> Aim
Render the material starting at the line containing "Would you mind picking out the nodding" and ending at the line containing "<point>396,726</point>" as a two-column CSV with the headers input and output. Give one row for each text paired with its answer, placing each in a single quoted field with line breaks replaced by spaces.

> Entries
## start

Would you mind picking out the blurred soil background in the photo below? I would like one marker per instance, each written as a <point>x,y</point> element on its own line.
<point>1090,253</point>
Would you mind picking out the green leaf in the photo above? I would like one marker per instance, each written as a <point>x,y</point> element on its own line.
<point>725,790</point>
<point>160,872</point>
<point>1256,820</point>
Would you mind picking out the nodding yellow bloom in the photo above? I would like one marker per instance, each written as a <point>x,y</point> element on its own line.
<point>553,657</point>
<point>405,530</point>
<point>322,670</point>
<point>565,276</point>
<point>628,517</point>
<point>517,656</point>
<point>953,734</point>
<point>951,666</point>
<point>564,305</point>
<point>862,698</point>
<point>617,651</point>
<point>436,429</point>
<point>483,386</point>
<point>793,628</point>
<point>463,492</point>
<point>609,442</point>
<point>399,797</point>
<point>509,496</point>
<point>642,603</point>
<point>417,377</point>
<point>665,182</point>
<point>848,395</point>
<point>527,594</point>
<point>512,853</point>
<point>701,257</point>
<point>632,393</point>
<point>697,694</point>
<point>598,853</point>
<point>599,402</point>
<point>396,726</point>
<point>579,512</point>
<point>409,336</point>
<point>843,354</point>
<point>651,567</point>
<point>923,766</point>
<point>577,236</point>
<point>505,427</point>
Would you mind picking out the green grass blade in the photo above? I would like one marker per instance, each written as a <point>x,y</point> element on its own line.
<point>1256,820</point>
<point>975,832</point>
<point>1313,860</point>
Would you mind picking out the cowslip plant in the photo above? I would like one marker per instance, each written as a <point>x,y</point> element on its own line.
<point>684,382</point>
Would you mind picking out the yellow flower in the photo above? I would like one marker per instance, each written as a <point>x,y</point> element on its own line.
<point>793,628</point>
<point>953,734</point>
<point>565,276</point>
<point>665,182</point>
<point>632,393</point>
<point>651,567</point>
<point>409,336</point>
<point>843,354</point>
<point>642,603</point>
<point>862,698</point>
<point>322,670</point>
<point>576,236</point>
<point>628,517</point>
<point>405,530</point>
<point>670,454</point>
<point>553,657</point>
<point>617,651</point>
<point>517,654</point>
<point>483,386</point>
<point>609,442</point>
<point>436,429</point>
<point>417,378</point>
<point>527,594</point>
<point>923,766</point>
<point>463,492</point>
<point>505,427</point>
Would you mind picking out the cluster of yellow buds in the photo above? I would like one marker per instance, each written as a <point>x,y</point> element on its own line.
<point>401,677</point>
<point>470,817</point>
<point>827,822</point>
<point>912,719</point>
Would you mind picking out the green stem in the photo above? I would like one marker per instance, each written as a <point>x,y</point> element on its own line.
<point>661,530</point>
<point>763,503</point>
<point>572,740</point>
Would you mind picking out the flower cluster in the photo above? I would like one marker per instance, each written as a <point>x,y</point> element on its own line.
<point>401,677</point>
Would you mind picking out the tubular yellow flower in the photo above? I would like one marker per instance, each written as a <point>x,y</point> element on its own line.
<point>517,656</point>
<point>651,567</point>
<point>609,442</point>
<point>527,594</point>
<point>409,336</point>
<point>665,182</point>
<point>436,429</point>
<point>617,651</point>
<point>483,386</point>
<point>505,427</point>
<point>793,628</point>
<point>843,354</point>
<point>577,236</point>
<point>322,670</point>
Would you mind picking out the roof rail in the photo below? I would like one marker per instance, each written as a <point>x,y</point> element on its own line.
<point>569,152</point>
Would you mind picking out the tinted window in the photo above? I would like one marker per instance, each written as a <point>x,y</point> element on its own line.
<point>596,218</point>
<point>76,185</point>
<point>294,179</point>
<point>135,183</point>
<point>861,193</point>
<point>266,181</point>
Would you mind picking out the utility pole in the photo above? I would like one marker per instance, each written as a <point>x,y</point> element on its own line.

## end

> Response to this task
input,output
"Would you mind picking out the nodding yellow bloom in the photo above? I would like one marker per instance, each written as a <point>x,y</point> element on its own line.","<point>553,657</point> <point>405,530</point> <point>322,670</point> <point>565,276</point> <point>628,517</point> <point>517,656</point> <point>953,734</point> <point>951,666</point> <point>564,305</point> <point>862,698</point> <point>617,651</point> <point>436,429</point> <point>483,386</point> <point>793,628</point> <point>463,492</point> <point>609,442</point> <point>399,797</point> <point>509,496</point> <point>642,603</point> <point>417,377</point> <point>665,182</point> <point>848,395</point> <point>527,594</point> <point>512,853</point> <point>701,257</point> <point>632,393</point> <point>697,694</point> <point>598,853</point> <point>599,402</point> <point>396,726</point>"